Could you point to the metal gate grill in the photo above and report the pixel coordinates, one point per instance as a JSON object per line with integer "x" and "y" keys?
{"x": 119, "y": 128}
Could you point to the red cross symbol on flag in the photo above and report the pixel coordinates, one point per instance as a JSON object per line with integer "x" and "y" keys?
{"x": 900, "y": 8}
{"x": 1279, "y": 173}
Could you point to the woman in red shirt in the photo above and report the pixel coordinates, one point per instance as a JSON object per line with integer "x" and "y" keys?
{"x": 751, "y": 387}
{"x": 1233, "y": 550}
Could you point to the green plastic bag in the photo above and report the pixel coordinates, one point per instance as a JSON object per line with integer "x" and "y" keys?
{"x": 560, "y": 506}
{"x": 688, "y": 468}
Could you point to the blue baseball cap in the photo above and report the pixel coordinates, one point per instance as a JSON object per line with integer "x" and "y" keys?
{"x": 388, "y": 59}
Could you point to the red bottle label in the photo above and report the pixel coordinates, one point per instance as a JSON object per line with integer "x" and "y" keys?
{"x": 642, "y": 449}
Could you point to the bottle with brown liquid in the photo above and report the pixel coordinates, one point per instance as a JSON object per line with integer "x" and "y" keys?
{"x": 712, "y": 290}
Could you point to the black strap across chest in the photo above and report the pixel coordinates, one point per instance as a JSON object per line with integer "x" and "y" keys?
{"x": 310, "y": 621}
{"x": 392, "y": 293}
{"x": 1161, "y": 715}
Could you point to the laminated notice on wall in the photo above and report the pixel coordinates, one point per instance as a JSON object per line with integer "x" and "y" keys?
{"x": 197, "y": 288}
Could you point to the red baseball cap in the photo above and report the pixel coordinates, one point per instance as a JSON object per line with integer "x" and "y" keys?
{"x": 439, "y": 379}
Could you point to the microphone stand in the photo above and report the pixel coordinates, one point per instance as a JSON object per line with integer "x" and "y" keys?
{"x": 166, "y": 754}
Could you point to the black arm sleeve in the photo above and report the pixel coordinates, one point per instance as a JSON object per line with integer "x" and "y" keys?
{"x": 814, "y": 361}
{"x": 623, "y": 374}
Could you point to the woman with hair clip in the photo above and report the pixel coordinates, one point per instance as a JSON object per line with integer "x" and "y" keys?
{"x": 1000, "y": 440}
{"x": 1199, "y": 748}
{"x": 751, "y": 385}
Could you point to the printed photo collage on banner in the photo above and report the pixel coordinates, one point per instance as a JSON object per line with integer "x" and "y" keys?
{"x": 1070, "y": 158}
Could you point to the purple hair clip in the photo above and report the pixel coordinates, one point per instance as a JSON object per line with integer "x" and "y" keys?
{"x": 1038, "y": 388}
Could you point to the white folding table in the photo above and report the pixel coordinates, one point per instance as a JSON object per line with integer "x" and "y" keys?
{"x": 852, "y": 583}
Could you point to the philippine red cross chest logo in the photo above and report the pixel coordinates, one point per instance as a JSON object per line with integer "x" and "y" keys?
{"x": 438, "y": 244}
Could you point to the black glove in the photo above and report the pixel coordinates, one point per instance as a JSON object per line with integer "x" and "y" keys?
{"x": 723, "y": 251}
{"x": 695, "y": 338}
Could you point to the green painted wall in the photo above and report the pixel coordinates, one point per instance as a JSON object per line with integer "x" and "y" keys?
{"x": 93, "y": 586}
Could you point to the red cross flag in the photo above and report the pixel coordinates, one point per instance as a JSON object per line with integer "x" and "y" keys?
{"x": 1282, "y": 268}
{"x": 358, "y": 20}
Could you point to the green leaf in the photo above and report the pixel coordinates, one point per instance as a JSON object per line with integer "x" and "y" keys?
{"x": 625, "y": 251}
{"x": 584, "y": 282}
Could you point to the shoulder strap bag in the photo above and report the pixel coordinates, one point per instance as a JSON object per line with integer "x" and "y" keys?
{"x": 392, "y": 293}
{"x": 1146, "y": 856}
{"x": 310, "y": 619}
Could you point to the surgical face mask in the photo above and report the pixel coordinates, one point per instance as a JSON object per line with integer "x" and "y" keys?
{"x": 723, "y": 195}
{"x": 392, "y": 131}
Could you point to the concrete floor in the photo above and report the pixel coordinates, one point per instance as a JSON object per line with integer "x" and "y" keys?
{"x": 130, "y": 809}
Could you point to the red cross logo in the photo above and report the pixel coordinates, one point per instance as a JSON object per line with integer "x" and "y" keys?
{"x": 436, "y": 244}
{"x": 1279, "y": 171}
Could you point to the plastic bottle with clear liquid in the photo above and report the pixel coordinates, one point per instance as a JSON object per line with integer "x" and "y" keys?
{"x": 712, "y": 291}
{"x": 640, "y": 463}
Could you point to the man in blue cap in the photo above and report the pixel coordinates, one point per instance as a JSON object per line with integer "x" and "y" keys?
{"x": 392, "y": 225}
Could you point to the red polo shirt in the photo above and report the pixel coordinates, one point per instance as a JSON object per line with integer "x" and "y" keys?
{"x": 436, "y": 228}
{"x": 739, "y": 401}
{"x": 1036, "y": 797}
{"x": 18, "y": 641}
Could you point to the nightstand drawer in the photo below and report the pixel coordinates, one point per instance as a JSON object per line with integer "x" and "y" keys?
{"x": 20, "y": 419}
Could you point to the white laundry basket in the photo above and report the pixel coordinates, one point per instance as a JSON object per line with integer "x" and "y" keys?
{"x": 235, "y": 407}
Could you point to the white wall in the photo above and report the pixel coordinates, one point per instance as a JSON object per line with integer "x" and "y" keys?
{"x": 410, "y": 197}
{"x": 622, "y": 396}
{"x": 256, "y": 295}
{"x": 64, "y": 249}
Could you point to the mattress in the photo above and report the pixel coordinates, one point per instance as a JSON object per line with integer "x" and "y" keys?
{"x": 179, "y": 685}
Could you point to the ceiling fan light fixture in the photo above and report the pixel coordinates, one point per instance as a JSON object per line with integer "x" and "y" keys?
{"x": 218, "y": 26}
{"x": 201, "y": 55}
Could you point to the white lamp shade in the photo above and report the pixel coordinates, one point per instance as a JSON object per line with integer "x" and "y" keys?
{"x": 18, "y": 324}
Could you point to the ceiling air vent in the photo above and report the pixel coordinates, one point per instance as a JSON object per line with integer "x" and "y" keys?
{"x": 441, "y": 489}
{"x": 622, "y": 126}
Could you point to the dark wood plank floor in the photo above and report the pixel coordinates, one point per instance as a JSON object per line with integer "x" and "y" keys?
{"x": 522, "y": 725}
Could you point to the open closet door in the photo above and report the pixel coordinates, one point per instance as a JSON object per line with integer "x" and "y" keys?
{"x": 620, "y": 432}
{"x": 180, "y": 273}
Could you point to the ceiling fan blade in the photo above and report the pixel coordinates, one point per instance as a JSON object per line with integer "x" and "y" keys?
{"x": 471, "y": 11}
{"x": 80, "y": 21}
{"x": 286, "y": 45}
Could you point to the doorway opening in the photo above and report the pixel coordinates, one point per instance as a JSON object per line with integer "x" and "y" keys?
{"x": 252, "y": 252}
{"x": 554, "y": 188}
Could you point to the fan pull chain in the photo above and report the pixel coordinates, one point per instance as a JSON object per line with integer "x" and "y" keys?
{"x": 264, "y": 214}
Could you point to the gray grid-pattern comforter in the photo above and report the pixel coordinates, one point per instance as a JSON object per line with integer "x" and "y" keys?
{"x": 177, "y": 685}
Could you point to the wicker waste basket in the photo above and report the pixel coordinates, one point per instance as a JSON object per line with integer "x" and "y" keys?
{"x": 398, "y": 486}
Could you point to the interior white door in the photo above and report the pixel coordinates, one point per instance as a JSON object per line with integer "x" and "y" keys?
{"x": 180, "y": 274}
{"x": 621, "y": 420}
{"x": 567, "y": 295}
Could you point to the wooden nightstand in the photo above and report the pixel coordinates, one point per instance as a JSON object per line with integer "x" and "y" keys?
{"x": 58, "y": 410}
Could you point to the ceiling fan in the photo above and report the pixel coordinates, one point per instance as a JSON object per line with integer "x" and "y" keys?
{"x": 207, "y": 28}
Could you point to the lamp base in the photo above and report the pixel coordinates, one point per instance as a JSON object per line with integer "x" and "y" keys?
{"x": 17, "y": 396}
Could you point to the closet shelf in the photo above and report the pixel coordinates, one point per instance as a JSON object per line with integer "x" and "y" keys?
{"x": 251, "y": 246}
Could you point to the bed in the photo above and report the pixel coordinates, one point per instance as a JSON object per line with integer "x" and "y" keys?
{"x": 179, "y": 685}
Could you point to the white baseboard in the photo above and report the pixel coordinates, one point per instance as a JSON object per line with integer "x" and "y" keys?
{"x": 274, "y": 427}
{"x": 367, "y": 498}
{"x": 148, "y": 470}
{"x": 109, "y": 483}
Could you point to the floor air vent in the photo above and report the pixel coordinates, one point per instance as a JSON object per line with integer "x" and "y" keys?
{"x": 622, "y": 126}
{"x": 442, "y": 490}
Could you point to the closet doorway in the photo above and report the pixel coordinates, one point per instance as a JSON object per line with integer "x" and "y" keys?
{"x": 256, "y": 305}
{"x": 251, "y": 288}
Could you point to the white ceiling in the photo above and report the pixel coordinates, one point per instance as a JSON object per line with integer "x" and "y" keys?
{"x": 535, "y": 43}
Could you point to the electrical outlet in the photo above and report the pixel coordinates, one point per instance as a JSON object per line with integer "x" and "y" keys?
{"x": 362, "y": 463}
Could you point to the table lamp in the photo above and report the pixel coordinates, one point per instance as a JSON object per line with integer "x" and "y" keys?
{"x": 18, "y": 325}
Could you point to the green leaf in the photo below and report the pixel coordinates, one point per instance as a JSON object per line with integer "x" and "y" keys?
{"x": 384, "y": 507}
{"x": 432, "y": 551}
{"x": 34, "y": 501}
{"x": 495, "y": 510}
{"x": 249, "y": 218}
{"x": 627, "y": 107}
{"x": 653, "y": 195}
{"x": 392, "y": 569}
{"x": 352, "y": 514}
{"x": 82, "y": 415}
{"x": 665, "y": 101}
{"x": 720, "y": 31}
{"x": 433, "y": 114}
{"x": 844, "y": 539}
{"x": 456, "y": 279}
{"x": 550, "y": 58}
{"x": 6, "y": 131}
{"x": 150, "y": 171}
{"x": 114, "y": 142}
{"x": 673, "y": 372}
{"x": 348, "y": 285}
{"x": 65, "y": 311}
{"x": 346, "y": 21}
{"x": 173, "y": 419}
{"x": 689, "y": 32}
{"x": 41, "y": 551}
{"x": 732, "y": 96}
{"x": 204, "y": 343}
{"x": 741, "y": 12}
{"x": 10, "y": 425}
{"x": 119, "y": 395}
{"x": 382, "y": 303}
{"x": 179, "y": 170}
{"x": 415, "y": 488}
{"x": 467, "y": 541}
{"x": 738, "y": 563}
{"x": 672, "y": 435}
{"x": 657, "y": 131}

○ ○ ○ ○ ○ ○ ○

**Given request:** Find the line that contains "Could you point to the white ceiling" in the listing above. Retype it and every line after it up to the last, exactly, and nothing else.

**The output:**
Could you point to the white ceiling in the photo above and report the pixel coordinates, one point per instance as a JSON object per line with integer "x" and "y" keys?
{"x": 535, "y": 43}
Could you point to the electrical outlet in the photo above and report the pixel coordinates, one point per instance as a JSON object per line with integer "x" and "y" keys?
{"x": 362, "y": 463}
Could you point to the table lamp in the photo above and report the pixel coordinates, one point per instance as a JSON object per line with integer "x" and "y" keys?
{"x": 18, "y": 325}
Could you point to the green leaf in the photo below and report the pixel coordinates, one point per instance as a JSON object per line with integer "x" and "y" keys?
{"x": 384, "y": 507}
{"x": 432, "y": 551}
{"x": 34, "y": 501}
{"x": 495, "y": 510}
{"x": 249, "y": 218}
{"x": 627, "y": 107}
{"x": 653, "y": 195}
{"x": 392, "y": 569}
{"x": 352, "y": 514}
{"x": 82, "y": 415}
{"x": 665, "y": 101}
{"x": 720, "y": 31}
{"x": 433, "y": 114}
{"x": 844, "y": 539}
{"x": 456, "y": 279}
{"x": 550, "y": 58}
{"x": 6, "y": 131}
{"x": 150, "y": 171}
{"x": 114, "y": 142}
{"x": 673, "y": 372}
{"x": 348, "y": 285}
{"x": 65, "y": 311}
{"x": 346, "y": 21}
{"x": 173, "y": 419}
{"x": 689, "y": 32}
{"x": 41, "y": 551}
{"x": 732, "y": 96}
{"x": 204, "y": 343}
{"x": 741, "y": 12}
{"x": 10, "y": 425}
{"x": 119, "y": 395}
{"x": 382, "y": 303}
{"x": 179, "y": 170}
{"x": 415, "y": 488}
{"x": 467, "y": 541}
{"x": 738, "y": 563}
{"x": 672, "y": 435}
{"x": 657, "y": 131}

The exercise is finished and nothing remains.